*** Excerpted records ***

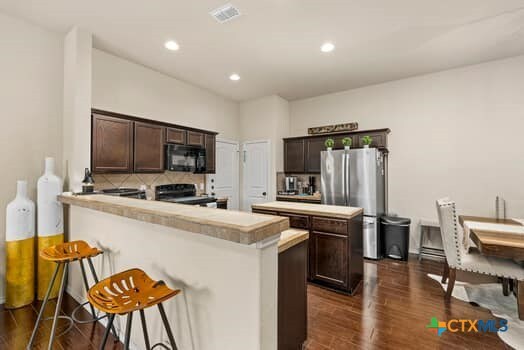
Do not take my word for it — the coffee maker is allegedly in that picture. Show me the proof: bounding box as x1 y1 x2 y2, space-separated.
285 177 298 194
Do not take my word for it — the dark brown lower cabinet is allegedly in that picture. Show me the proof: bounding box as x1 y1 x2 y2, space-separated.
252 208 363 295
278 240 307 350
310 231 348 289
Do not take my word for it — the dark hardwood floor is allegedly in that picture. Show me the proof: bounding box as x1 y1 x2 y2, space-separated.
0 257 507 349
0 293 122 349
306 257 507 350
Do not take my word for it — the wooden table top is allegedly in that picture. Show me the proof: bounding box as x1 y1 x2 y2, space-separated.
458 215 523 227
459 215 524 261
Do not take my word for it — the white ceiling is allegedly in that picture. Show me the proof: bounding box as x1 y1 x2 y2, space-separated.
1 0 524 101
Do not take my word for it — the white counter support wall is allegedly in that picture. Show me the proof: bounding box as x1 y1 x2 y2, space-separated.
66 205 278 350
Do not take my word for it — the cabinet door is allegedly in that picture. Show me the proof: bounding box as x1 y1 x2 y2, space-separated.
205 134 216 174
92 114 134 173
187 131 204 146
166 127 186 144
356 132 387 148
284 139 305 173
134 122 165 173
310 231 348 289
305 138 325 173
334 134 357 150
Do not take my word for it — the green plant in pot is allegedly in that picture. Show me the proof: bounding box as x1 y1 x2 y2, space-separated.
361 135 373 148
325 138 335 151
342 137 352 150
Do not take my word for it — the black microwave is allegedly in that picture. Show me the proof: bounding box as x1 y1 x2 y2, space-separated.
165 144 206 173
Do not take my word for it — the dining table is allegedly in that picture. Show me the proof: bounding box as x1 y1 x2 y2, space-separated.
458 216 524 320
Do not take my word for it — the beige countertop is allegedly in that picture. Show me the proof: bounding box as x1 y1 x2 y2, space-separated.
276 194 321 202
59 194 289 245
252 201 363 220
278 229 309 253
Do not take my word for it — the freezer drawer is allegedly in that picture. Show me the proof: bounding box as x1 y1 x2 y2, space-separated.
363 216 381 259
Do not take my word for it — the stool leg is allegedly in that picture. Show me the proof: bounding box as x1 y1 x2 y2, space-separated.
139 310 151 350
100 314 116 350
27 263 61 349
158 303 178 350
79 259 97 316
87 257 118 339
48 262 68 350
124 312 133 350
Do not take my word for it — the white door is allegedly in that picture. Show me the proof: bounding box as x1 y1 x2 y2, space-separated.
242 140 270 211
206 139 240 210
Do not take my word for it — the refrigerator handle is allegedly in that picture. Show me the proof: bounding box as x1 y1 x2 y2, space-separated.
344 151 350 206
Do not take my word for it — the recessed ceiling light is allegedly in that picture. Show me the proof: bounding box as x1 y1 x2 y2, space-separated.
320 42 335 53
164 40 180 51
229 73 240 81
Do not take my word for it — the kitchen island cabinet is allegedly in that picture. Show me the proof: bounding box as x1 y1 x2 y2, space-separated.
253 201 363 295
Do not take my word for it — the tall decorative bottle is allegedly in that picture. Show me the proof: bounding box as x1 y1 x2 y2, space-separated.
37 157 64 300
5 180 35 308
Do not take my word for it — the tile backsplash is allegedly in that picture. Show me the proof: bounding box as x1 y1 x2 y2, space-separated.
93 171 206 194
276 172 321 194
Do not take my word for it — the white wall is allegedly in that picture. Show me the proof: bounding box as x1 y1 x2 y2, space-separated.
239 95 290 204
92 49 239 140
290 55 524 251
0 12 63 300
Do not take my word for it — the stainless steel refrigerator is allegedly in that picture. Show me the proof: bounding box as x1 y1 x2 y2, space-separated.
321 148 386 259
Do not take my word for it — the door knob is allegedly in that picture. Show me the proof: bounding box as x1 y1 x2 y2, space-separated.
262 192 267 196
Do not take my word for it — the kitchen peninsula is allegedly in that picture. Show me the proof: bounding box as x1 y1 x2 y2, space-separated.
59 193 288 350
252 201 364 295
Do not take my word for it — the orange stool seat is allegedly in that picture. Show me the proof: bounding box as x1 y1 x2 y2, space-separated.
88 268 180 315
40 240 102 262
88 268 180 349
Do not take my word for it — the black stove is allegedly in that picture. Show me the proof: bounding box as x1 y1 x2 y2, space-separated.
155 184 217 206
101 188 146 199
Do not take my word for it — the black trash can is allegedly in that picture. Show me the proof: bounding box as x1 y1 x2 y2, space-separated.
381 216 411 261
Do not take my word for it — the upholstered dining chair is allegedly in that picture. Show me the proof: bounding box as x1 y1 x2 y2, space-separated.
435 198 524 301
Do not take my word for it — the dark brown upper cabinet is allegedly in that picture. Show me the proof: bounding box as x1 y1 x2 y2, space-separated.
305 138 325 173
92 114 134 173
187 131 204 147
283 128 390 174
205 134 216 174
134 122 165 173
166 127 186 144
284 139 305 173
355 132 387 149
90 109 218 174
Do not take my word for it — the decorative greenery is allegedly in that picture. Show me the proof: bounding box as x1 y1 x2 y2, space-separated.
361 135 373 146
342 137 352 147
325 138 335 148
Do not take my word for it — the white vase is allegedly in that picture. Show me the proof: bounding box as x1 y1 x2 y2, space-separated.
5 180 35 308
344 146 350 150
327 147 333 151
37 157 64 300
363 145 370 148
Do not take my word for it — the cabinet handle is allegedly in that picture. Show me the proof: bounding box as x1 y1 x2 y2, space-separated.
262 192 267 196
243 150 246 162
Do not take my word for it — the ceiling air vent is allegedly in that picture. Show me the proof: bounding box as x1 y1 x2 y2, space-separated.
210 3 241 23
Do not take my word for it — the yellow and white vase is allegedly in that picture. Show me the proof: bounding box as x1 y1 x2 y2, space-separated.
37 157 64 300
5 180 35 309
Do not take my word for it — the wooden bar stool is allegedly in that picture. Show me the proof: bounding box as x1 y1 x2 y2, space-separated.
28 240 116 349
88 268 181 350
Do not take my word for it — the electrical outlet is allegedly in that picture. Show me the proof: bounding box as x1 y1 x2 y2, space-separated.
199 183 204 190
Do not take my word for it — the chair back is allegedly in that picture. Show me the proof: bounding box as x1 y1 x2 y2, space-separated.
436 198 463 268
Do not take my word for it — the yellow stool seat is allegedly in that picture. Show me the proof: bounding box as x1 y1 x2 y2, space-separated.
40 240 102 262
88 268 180 315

*** End of Excerpted records ***

**Problem requirements:**
Only the pictures are to be left out; write out all the other data exactly.

**Your solution:**
Do not take my word for it — the coffee maker is allegedly in that picture. Show me the proof: bounding box as x1 y1 x2 y2, space-separated.
285 177 298 194
Do not take my word for it — the dark brown lower cabinet is allegedly in that picture. Show me the proof: bounding box as x1 y1 x2 y2, space-separated.
252 208 363 295
278 240 307 350
310 231 348 289
Do not take my word for it — the dark hardwood floor is allegedly in that picture. Show me the proof: bounding box as x1 y1 x2 y2, space-separated.
0 257 507 349
0 293 122 349
306 257 507 350
Do not take my word for it — the wooden table top is allegedly in that picture. Show me the proof: bounding box as x1 y1 x2 y2, space-separated.
458 215 523 227
459 215 524 261
Do not take my word for it — the white ceiling is allegedly in that picture. Show me the proof: bounding box as x1 y1 x2 y2, space-separated.
1 0 524 101
Do not take my word for it — the white counter support wall is allegedly in that picture. Show me the proof: bounding box as x1 y1 x2 y2, space-separated.
66 205 278 350
Do not take my word for it — the cabinet door is allegedly in that picture. Show me the proof: bounding box as x1 y1 x2 y2, space-separated.
205 134 216 174
92 114 134 173
187 131 204 146
166 127 186 144
356 132 387 148
284 139 305 173
134 122 165 173
310 231 348 289
305 138 325 173
334 134 357 150
Do not take my word for it — the green plant in pot is allegedly in that picture. Show me the proof: bounding box as x1 y1 x2 y2, space-separated.
361 135 373 148
325 138 335 151
342 137 352 150
Do not take my word for it — the black microwave is allegedly in that picture. Show me the proof: bounding box as x1 y1 x2 y2, space-separated.
165 144 206 173
Do not take my word for it — the dining table is allegedly in that picture. Show me the proof: bounding box as x1 y1 x2 y2, space-separated.
458 216 524 320
Do not take my word for it — the beige countertop is allegedly in that picture. Show me the proof: bounding box as x1 y1 x2 y2, space-separated.
276 194 321 202
59 194 289 245
252 201 363 220
278 229 309 253
Do not take my word for it — the freezer drawer is allegedly in that picture. Show me the proof: bounding box as x1 y1 x2 y2, space-separated.
363 216 381 259
Do not take my word for it — the stool leg is allegedly in that picture. Show me the proof: bounding box as x1 y1 x2 y2, space-separated.
139 310 151 350
100 314 116 350
27 263 61 349
158 303 178 350
79 259 97 316
87 257 118 339
48 262 68 350
124 312 133 350
Do not take my word for it — the white door is allegedly in that picture. Show me the proof: bounding box as x1 y1 x2 y2, space-separated.
242 140 270 211
206 139 240 210
Do not take my word for it — the refrigerator handle is allegedly in that picture. Show me the proof: bounding box as x1 y1 x2 y2, space-separated.
344 151 350 206
Do not take my word for it — the recessed ceiling light is allegedly in that picture. Show me the proof: bounding box as x1 y1 x2 y2, space-separated.
320 42 335 53
164 40 180 51
229 73 240 81
Do not take my word for it — the kitchen island cabinet is allegedly in that picture. Show me the proof: bounding box as x1 y1 x2 y2, space-separated.
253 201 363 295
Do not take my word for it — the tall decorative bottle is allegedly in that picture. Show me the proof: bounding box as x1 y1 x2 y2, space-separated.
37 157 64 300
5 180 35 308
Do not take my word for it — the tile backsplash is allegedly in that picture. Show me the proof: bounding box as x1 y1 x2 y2, space-separated.
93 171 206 194
276 172 321 194
Do not take my word for it — the white wall is allegedly in that picture. Show me the proof: bounding box as x1 y1 x2 y2, space-separated.
239 95 290 204
92 49 239 140
290 55 524 251
0 12 63 300
Do not take my word for it — the stainless steel refrigerator is allegedly in that picture. Show me the proof: bounding box as x1 y1 x2 y2, space-separated.
321 148 386 259
Do not take my word for it — the door knob is allegedly in that picture. Show me the proof: bounding box as x1 y1 x2 y2, space-separated.
262 192 267 196
Do not take my word for it — the kitchen peninsula is allegedly in that picture. Show me the proof: bounding box as x1 y1 x2 y2, space-separated.
59 193 288 350
252 201 364 295
Do not take my word for it — the orange stool seat is allegedly in that picture. Show me the proof: bounding box as x1 y1 x2 y2, space-separated.
88 268 180 315
40 240 102 262
88 268 180 349
Do not take my word for it — the black stove is allegedly in that picture. Show me the proof: bounding box as x1 y1 x2 y2, space-separated.
155 184 217 206
101 188 146 199
Do not take my word for it — the black trash can is allegedly in that picture. Show me the proof: bounding box as x1 y1 x2 y2, space-separated.
381 216 411 261
Do not take my word for it — the upholstered dining chair is allegedly in that picture. Show me the proof: bounding box as x1 y1 x2 y2, space-separated.
435 198 524 301
Do not take my word for it — the dark brown upper cabinet is allegedly in that picture. Show me the proof: bounding box as x1 y1 x2 y2, space-separated.
305 138 325 173
92 114 134 173
187 131 204 147
283 128 390 174
205 134 216 174
134 122 165 173
166 127 186 144
284 139 305 173
355 132 387 149
90 109 218 174
Do not take my word for it — the decorative greenery is allegedly in that picture. Show me the proof: bounding box as x1 y1 x2 y2, space-separated.
361 135 373 146
342 137 352 147
325 138 335 148
Do not take my word for it — the white vase is allegedly in that picture. Show me the proof: bounding box as x1 y1 x2 y2, space-separated.
5 180 35 308
344 146 350 150
327 147 333 151
37 157 64 300
363 145 370 148
Do not take my word for it — the cabinet handle is allegedly in that picture. Show me the proof: bounding box as x1 y1 x2 y2, space-separated.
262 192 267 196
243 150 246 162
Do not take my word for it — the ceiling air vent is allegedly in that picture. Show me the proof: bounding box as x1 y1 x2 y2, space-separated.
210 3 241 23
Do not take my word for it — the yellow and white vase is allegedly in that picture. Show me the proof: bounding box as x1 y1 x2 y2, space-separated.
37 157 64 300
5 180 35 309
Do not take my word for it — the wooden bar stool is allegedly in that picture. Show me the proof: bounding box as x1 y1 x2 y2, space-separated.
28 240 116 349
88 268 181 350
Do not take my word for it — the electrical outlet is allegedly in that picture. Show me the proof: bounding box as x1 y1 x2 y2, space-separated.
199 183 204 190
Do not take my word for it — the chair back is allegedly in that picture. Show me the proof: bounding box as x1 y1 x2 y2, space-separated.
436 198 463 268
Do not take my word for it — the yellow stool seat is allegedly in that picture. Show me the proof: bounding box as x1 y1 x2 y2, space-separated.
40 240 102 262
88 268 180 315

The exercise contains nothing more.